PROBLEM DETAILS: Using the entries below, restate word for word only the lines from the one with "phrase -- wasp head" to the final line, leaving the pictures out.

[begin INPUT DATA]

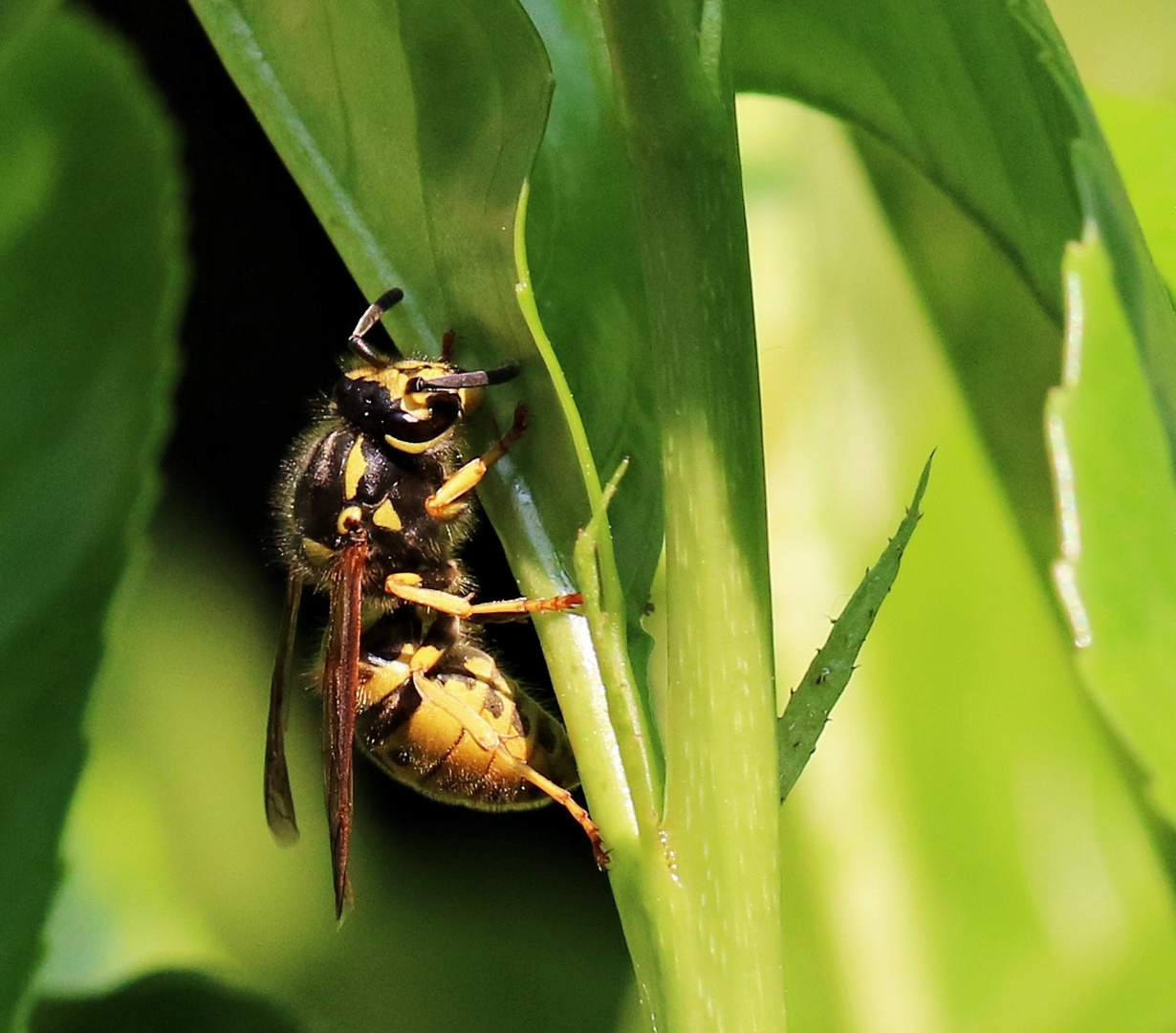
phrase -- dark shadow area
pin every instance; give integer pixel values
(177, 1001)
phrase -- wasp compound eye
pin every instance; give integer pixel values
(369, 406)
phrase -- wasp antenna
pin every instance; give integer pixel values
(375, 311)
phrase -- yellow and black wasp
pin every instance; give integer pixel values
(372, 506)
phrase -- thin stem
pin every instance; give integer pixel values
(717, 916)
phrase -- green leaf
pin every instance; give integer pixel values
(967, 138)
(18, 20)
(812, 701)
(1116, 574)
(1142, 136)
(180, 1001)
(952, 86)
(90, 292)
(410, 129)
(582, 236)
(963, 826)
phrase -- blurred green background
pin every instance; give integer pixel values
(962, 853)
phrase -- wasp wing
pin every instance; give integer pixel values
(340, 683)
(279, 799)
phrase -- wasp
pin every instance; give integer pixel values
(373, 506)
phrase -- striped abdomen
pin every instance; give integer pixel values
(463, 732)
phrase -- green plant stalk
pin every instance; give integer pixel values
(620, 767)
(717, 914)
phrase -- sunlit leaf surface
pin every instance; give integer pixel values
(1118, 566)
(811, 702)
(90, 291)
(961, 852)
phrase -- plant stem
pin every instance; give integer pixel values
(712, 885)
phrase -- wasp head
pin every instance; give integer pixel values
(413, 405)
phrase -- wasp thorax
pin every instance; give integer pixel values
(375, 402)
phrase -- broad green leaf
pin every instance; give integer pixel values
(455, 146)
(967, 138)
(90, 292)
(410, 128)
(461, 920)
(582, 249)
(827, 676)
(1001, 342)
(18, 19)
(910, 77)
(178, 1001)
(961, 852)
(1116, 573)
(956, 88)
(1142, 136)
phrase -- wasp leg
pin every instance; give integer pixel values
(407, 587)
(480, 731)
(448, 501)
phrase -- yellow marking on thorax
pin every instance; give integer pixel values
(480, 668)
(354, 469)
(418, 448)
(387, 516)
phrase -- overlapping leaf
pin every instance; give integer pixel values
(90, 293)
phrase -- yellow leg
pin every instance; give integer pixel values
(407, 587)
(563, 797)
(448, 502)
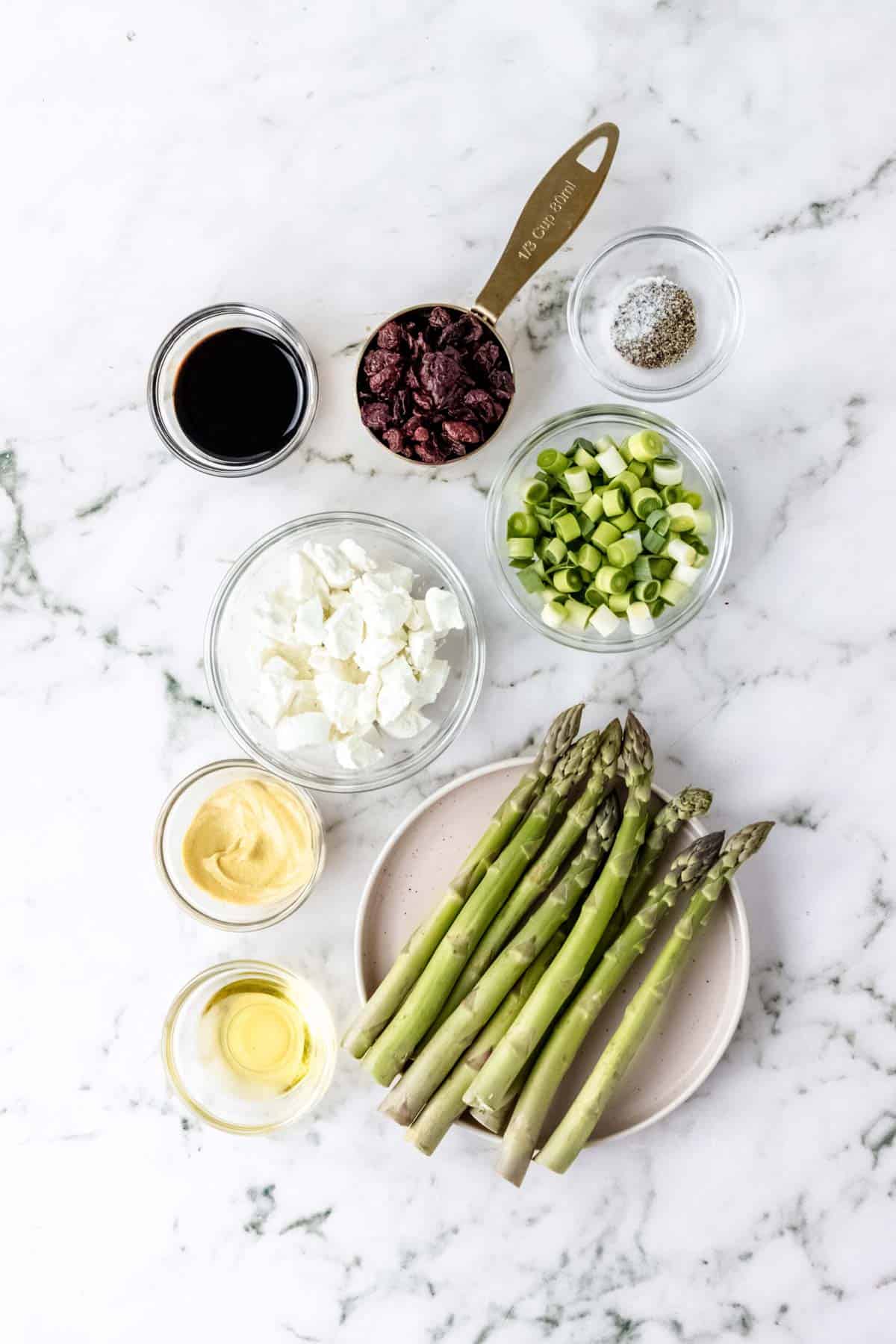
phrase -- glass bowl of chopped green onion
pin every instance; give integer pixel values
(656, 315)
(609, 529)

[end INPUT DATA]

RESULT:
phrase -- wasp head
pin every instance; give integer pixel values
(413, 405)
phrase -- wasp thorax
pin every instance; give integer pixel values
(375, 402)
phrase -- broad green leaf
pin every instance; give integer pixel values
(455, 146)
(967, 138)
(90, 292)
(410, 128)
(461, 920)
(582, 249)
(827, 676)
(1001, 342)
(18, 19)
(910, 77)
(178, 1001)
(961, 852)
(1116, 573)
(956, 88)
(1142, 136)
phrase -- wasp leg
pin every instance; give integer pixel values
(407, 587)
(480, 731)
(448, 501)
phrase -- yellow marking on thorax
pin every instance; give integer pixel values
(480, 668)
(354, 469)
(418, 448)
(387, 516)
phrase -- overlapping leaf
pin every instance; give integer pixel values
(90, 293)
phrase -- yellow leg
pin every instance; give integer pixel values
(407, 587)
(563, 797)
(448, 502)
phrase -- glass bowl of chopped green onion
pin every instance; give integer pixel values
(656, 315)
(609, 529)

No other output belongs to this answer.